=== PROBLEM REQUIREMENTS ===
Only lines containing "wearing" are wanted from the data below. Copy those lines.

- Opening Delimiter -

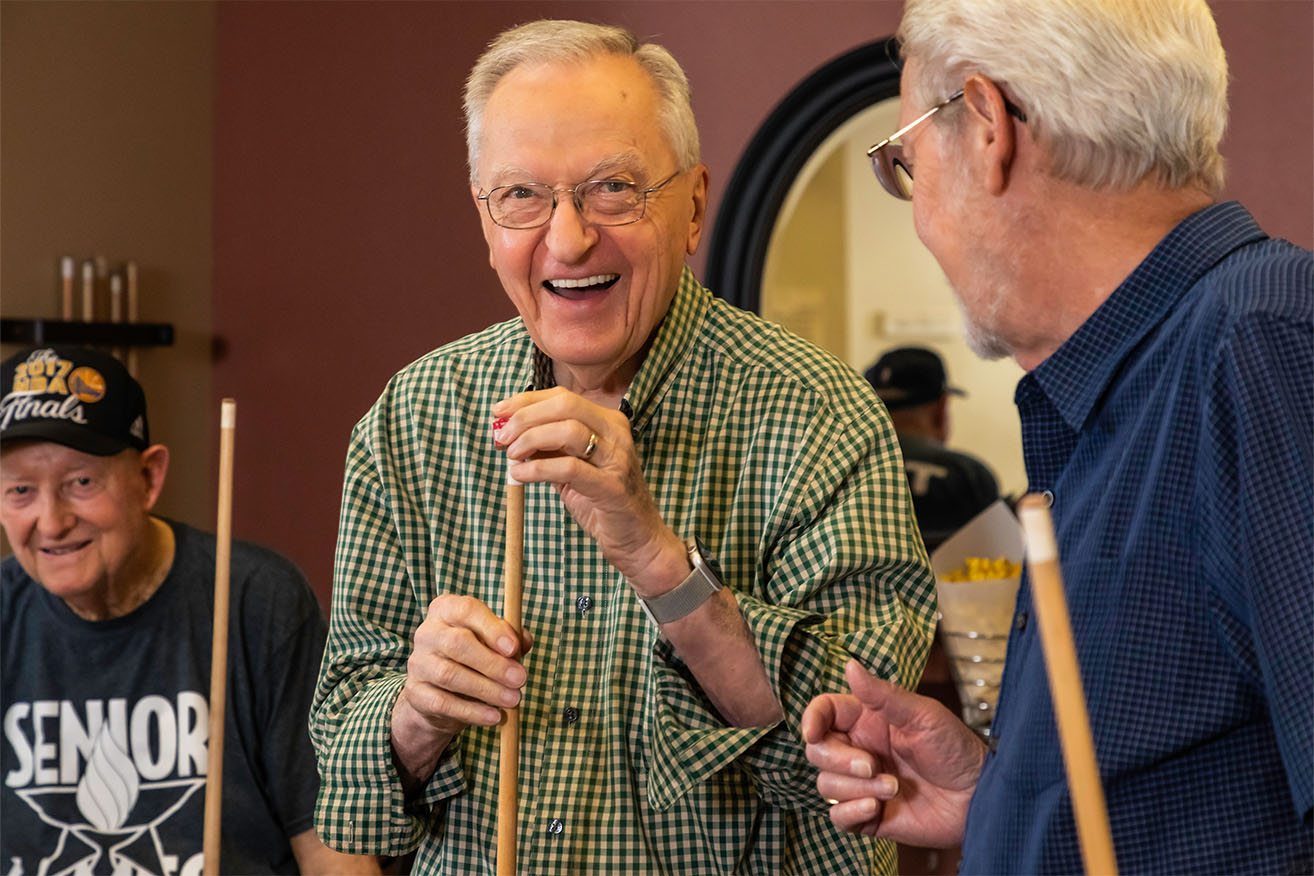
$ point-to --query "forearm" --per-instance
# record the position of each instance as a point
(714, 642)
(716, 645)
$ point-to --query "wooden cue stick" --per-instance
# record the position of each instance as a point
(130, 269)
(88, 290)
(66, 288)
(1074, 722)
(220, 648)
(509, 763)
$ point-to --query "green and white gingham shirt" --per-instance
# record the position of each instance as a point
(771, 451)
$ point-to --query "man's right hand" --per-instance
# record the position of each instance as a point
(464, 669)
(894, 763)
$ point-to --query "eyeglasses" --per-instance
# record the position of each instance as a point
(606, 202)
(887, 156)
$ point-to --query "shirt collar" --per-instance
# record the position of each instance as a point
(1079, 372)
(670, 347)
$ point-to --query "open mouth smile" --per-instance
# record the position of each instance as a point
(63, 550)
(581, 288)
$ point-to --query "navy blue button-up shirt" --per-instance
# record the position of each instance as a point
(1175, 430)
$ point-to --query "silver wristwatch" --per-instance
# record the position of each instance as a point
(695, 590)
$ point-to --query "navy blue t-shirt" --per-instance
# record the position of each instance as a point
(105, 724)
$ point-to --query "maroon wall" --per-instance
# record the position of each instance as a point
(346, 243)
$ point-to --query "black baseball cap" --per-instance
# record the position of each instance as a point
(71, 395)
(909, 376)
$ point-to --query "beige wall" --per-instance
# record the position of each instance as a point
(105, 149)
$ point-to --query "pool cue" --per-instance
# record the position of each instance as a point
(66, 288)
(1074, 722)
(88, 290)
(116, 306)
(130, 269)
(509, 762)
(220, 648)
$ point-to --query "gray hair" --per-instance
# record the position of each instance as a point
(574, 41)
(1116, 91)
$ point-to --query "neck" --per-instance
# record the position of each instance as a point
(1079, 247)
(141, 577)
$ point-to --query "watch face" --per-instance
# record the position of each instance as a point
(708, 560)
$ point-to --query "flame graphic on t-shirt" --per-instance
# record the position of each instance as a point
(108, 789)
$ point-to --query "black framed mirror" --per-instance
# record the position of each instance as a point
(808, 239)
(777, 154)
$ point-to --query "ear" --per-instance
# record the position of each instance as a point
(699, 213)
(154, 466)
(992, 130)
(485, 222)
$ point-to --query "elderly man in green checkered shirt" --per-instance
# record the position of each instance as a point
(716, 520)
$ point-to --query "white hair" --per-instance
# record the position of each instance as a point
(1116, 91)
(555, 41)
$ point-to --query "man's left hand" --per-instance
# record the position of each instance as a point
(586, 451)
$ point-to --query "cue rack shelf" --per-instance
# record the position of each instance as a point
(93, 334)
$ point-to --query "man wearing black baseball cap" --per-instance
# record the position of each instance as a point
(948, 487)
(105, 627)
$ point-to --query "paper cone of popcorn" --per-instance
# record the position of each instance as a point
(976, 577)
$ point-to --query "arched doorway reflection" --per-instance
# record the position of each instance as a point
(807, 238)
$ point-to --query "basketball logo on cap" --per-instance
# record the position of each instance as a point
(87, 384)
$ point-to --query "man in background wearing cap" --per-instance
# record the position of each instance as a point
(107, 616)
(948, 487)
(948, 490)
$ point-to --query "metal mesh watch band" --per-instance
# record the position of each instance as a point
(695, 590)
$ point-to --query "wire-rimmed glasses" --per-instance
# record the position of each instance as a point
(887, 158)
(605, 202)
(892, 168)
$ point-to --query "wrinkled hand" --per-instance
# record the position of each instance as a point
(464, 666)
(547, 439)
(898, 765)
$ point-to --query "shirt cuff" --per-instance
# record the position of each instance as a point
(362, 807)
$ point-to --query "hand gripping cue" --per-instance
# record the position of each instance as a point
(509, 765)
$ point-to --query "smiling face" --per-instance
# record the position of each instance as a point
(78, 523)
(590, 296)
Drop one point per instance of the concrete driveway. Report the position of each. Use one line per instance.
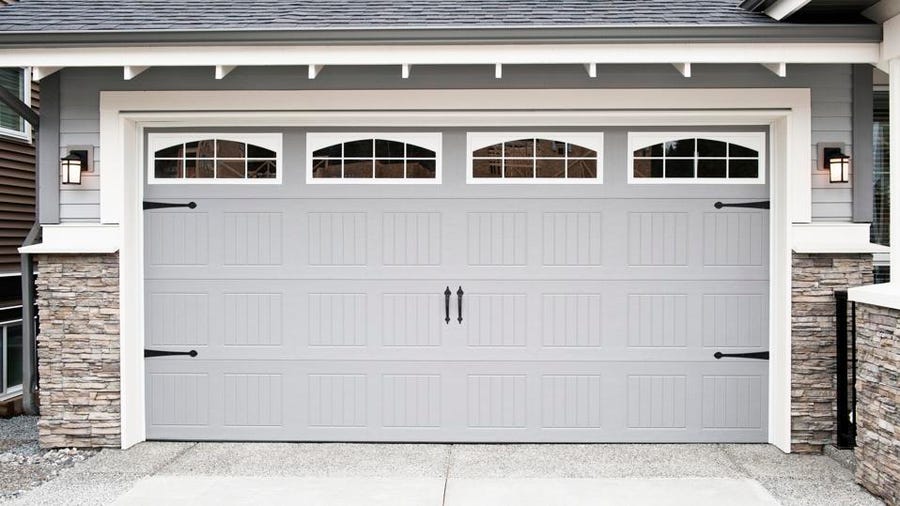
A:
(405, 474)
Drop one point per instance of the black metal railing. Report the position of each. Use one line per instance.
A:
(845, 322)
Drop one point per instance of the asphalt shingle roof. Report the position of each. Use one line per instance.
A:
(199, 15)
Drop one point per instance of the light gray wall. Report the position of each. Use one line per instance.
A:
(831, 102)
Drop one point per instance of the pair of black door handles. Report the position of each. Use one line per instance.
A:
(447, 294)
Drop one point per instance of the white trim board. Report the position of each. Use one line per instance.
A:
(125, 115)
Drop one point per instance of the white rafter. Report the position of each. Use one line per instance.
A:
(224, 70)
(314, 70)
(683, 68)
(130, 71)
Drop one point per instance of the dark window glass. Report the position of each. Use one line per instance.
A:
(258, 152)
(329, 152)
(261, 169)
(518, 168)
(711, 149)
(736, 151)
(655, 151)
(743, 169)
(199, 169)
(231, 149)
(683, 147)
(491, 167)
(358, 169)
(388, 169)
(712, 168)
(325, 168)
(644, 168)
(551, 168)
(167, 169)
(176, 151)
(522, 148)
(549, 148)
(495, 151)
(389, 149)
(200, 149)
(358, 149)
(679, 168)
(583, 168)
(421, 169)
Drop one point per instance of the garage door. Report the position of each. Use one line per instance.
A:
(456, 286)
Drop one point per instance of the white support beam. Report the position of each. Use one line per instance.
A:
(314, 70)
(224, 70)
(130, 72)
(779, 69)
(683, 68)
(38, 73)
(784, 8)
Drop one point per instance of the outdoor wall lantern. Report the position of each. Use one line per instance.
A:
(72, 165)
(838, 165)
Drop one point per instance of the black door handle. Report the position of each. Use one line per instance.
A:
(763, 204)
(447, 293)
(459, 294)
(164, 353)
(164, 205)
(758, 355)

- Closing Delimiter -

=== ANSWER TO THE EXERCISE ===
$ point-to --query "man wearing black baseball cap" --per-instance
$ point-to --query "man in background wearing cap" --per-instance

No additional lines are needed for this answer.